---------- Source extract

Bad Leadership – in the Israeli Military

Initial stipulations:

First, while there are no bad leaders without bad followers this post will focus on the former.

Second, I am not expert on the Israeli military. For my information I relied on remarkable reporting in the New York Times.

Third, this piece is about the military but for years Israel’s public leaders have been bad – as in ineffectual and in some cases unethical – across the board. Now its political leaders, intelligence leaders, and military leaders bear joint responsibility for a series of failures of previously unimaginable magnitude. Assigning direct blame for this or that gone wrong is therefore impossible – for instance distinguishing mistakes made by the Israeli military from those made by Israeli intelligence. Or distinguising the mistakes of the Israeli military from those of political elites who have contributed mightily to what became deep cleavages in Israeli society. But complexities notwithstanding, each of these institutions is responsible for making its own decisions and for their implementations.       

Fourth, the mistakes that culminated in Hamas’s attack on Israel on October 7, which are the focus of this piece, were wide ranging and far reaching. We now know, to take a single example, that for years the Israeli government failed diligently and intelligently to follow the money.  Money that was flowing to Hamas and ultimately made it possible for the organization to fund a major military operation.    

Finally, while all nations who experience a significant surprise attack are traumatized, Hamas’s assault on Israel triggered a trauma greater even than most. For Israel it signified not just a threat but an existential one. And it destroyed Israeli’s self-image. For decades they had seen themselves, and been seen by others, as singularly well prepared to defend themselves against any military threat. Their intelligence apparatus and their fighting forces were widely perceived as among the best in the world – until now.

The failures of the Israeli military leading up to October 7th fall into two groups: those that occurred before and those that occurred during.

Failures Before

Above all this was a failure of imagination so great it boggles the mind. By every account (the Times is just one), the Israeli military had, literally, dismissed the possibility that its sworn enemy, Hamas, would attack, could attack, from Gaza. To reiterate, this was a failure on two counts: not believing that Hamas would attack; and not believing that Hamas could attack, certainly not in a way that would instantly rain down murder and mayhem. This failure, this failure of the imagination, was the most important – impossible to plan for an attack if you are persuaded there will be no attack. The terrifying truth nevertheless is this: Israel’s military had come to believe that “Hamas was neither interested in or capable of launching a massive invasion.”  This despite the Israeli’s having obtained plans indicating this was precisely what Hamas intended to do. In other words, this failure was not a matter of poor intelligence. It was a failure to believe or at least seriously to consider the intelligence that was in hand.

Every other failure that preceded the attack was a consequence of this first one. Why prepare for an armed invasion if you think it inconceivable that an armed invasion will occur? Why even have a battle plan? And, if you did somehow have a battle plan why bother deciding how to execute it when the need to do so will never arise?

Why for that matter waste time collecting information about something that will never happen? Might as well do what Israel’s military did – it cut back eavesdropping on Hamas radio traffic. As a former national security advisor to the prime minister put it, “The army does not prepare itself for things it thinks are impossible.”

Failures During

Precisely because the Israeli military did not prepare itself for what it considered impossible it could not defend its citizens when the impossible came to pass. It is this that explains why hundreds of Israeli hostages were taken and why more Jews died on October 7th than on any other single day since the Holocaust.

--------------------

▶ **What to do**:
A - Please quote the post on the Israeli military from "Why for that" to "since the Holocaust.".
B - Answer these questions using the post on the Israeli military:
(i) Which newspaper's reporting does the author rely on for information?
(ii) What did Israel's military cut back on, according to the post?
(iii) Into which two groups does the post sort the military's failures leading up to October 7th?
The material that comes next has no connection to the post on the Israeli military.

---------- Excerpted records

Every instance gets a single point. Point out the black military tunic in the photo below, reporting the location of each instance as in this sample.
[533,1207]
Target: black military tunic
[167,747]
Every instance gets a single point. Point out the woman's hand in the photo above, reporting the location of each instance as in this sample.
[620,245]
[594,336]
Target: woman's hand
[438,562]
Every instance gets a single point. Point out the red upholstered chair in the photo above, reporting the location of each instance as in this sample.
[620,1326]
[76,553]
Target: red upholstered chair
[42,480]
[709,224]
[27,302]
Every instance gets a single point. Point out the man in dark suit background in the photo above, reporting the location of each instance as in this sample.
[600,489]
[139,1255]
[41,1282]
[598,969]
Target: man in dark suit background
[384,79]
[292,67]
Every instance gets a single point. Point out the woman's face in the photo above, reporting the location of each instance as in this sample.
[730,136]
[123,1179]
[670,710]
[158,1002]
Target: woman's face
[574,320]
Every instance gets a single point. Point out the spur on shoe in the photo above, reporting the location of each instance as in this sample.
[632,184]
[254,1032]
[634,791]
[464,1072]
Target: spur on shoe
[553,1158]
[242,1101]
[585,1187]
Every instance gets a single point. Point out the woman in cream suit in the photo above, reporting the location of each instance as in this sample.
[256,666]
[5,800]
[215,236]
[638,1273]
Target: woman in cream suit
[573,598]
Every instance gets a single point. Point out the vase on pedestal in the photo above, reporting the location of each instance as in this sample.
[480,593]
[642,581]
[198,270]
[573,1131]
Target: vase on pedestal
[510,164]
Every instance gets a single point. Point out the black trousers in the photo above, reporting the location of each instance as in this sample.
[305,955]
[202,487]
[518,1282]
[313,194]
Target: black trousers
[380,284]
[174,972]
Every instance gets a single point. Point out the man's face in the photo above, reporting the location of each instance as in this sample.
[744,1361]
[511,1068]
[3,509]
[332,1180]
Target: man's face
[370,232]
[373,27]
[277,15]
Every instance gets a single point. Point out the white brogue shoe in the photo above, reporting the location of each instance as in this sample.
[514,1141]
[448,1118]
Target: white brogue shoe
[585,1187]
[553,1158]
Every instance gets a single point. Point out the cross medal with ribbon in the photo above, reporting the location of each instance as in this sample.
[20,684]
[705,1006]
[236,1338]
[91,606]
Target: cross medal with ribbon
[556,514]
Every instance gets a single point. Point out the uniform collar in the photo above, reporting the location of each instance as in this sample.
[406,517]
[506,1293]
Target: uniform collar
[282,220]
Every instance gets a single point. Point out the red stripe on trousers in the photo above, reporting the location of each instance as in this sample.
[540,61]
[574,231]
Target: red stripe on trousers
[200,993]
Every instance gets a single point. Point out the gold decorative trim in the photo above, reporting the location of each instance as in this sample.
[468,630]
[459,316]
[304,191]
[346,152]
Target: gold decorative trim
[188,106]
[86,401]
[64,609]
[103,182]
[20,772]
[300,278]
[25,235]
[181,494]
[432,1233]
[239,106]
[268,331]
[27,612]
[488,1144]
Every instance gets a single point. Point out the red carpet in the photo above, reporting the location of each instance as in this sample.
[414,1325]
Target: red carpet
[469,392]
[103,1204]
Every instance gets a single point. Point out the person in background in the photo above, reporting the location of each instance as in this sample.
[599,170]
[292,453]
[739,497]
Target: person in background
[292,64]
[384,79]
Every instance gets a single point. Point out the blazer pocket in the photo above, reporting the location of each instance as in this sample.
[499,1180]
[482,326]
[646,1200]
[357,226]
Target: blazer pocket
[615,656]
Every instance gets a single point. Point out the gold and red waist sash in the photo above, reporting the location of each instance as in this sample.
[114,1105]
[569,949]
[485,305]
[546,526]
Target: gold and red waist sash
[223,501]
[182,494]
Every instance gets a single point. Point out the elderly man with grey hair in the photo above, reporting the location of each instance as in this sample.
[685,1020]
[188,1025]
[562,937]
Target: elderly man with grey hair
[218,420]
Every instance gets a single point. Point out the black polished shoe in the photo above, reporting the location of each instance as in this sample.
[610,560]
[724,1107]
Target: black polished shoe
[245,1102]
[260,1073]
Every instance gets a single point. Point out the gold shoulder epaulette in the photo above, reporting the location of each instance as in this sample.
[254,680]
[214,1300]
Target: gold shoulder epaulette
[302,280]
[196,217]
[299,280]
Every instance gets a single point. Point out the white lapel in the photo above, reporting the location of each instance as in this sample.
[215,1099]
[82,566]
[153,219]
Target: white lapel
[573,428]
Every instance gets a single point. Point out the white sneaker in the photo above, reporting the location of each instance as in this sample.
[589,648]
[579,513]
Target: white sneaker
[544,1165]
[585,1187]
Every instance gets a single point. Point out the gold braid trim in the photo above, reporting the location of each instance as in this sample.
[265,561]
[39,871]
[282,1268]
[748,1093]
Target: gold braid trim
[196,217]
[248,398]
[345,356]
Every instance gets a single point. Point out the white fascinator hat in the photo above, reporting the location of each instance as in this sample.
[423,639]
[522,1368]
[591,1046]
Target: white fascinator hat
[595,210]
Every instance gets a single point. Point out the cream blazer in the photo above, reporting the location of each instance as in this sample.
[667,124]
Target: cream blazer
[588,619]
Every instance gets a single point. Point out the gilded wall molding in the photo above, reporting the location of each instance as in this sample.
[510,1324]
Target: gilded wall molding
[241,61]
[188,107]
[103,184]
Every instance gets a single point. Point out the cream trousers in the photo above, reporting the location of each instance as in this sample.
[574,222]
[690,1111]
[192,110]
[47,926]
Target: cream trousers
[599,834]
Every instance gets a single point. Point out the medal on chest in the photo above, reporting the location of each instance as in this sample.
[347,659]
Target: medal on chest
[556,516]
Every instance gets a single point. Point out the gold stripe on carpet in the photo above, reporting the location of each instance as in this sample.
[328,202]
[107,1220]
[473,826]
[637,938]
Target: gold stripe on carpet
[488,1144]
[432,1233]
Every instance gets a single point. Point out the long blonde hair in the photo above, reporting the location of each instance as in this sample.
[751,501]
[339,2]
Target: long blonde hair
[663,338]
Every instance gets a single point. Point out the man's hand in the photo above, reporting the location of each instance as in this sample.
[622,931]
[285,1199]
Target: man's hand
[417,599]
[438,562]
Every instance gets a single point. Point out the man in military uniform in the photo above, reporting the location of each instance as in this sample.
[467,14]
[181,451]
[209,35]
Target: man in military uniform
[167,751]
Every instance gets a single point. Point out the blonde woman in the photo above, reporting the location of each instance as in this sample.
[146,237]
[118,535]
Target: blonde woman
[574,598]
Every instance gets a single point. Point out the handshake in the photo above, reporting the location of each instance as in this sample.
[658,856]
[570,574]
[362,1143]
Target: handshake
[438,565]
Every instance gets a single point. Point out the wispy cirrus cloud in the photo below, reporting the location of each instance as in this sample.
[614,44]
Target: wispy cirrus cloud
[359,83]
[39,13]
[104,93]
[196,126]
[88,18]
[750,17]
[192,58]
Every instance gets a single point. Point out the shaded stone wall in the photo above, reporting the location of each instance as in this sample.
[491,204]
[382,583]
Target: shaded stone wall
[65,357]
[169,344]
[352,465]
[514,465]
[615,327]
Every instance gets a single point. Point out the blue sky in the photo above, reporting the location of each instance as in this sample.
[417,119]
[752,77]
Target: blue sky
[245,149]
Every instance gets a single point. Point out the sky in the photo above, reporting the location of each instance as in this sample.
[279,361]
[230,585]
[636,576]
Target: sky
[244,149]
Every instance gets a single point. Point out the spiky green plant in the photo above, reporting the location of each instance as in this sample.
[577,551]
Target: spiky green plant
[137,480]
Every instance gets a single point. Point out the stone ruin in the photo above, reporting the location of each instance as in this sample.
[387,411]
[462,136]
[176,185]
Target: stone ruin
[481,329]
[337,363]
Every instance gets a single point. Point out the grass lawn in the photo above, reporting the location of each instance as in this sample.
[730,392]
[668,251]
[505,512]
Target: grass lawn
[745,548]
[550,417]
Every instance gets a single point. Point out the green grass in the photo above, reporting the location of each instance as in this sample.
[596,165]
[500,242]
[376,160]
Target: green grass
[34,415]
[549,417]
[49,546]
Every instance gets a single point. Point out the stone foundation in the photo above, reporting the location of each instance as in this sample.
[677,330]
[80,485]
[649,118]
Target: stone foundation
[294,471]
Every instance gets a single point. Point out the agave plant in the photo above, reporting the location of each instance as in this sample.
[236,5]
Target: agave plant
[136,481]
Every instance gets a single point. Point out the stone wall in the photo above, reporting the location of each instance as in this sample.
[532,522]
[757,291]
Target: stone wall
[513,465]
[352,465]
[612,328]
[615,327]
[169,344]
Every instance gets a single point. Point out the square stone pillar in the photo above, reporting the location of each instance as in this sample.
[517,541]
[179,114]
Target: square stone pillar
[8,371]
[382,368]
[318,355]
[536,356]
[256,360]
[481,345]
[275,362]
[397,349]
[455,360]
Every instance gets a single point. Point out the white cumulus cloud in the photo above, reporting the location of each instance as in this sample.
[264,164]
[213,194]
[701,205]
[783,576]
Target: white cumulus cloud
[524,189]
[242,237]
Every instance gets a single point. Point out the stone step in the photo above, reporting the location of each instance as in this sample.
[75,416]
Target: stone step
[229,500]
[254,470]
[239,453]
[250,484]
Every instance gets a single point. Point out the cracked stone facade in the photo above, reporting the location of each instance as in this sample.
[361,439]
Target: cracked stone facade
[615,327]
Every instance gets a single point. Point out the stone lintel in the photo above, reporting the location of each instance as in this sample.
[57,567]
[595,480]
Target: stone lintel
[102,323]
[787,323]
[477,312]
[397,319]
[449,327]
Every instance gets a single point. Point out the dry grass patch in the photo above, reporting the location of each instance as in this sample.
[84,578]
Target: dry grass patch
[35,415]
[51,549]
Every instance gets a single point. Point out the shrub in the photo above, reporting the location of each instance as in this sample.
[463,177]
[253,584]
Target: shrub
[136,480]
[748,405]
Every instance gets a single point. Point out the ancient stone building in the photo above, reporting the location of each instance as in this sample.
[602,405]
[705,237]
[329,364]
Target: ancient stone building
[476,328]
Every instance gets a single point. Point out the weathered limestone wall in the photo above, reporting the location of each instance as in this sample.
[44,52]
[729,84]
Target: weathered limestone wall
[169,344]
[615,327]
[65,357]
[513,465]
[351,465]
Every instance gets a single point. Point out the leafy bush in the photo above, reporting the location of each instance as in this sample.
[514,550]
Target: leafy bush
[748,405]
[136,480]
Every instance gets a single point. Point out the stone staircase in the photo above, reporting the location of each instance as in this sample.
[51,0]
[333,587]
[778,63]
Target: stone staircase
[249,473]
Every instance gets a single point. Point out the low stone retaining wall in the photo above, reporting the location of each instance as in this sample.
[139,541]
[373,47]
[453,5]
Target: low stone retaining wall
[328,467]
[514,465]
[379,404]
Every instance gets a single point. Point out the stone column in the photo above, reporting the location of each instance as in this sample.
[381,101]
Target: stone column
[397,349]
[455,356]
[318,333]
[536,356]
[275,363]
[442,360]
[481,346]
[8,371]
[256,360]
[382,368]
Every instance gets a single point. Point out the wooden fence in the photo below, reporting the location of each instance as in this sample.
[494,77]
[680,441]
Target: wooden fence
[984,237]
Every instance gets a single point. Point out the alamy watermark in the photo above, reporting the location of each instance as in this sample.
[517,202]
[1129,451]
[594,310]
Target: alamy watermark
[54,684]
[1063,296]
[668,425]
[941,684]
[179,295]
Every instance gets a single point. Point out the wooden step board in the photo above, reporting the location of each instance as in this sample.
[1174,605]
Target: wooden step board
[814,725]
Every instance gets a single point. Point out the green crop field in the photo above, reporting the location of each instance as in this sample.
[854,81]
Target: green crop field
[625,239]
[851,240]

--------------------

▶ **Task-by-task answers**:
A -
Why for that matter waste time collecting information about something that will never happen? Might as well do what Israel’s military did – it cut back eavesdropping on Hamas radio traffic. As a former national security advisor to the prime minister put it, “The army does not prepare itself for things it thinks are impossible.”

Failures During

Precisely because the Israeli military did not prepare itself for what it considered impossible it could not defend its citizens when the impossible came to pass. It is this that explains why hundreds of Israeli hostages were taken and why more Jews died on October 7th than on any other single day since the Holocaust.

B -
(i) The New York Times.
(ii) Eavesdropping on Hamas radio traffic.
(iii) Those that occurred before and those that occurred during.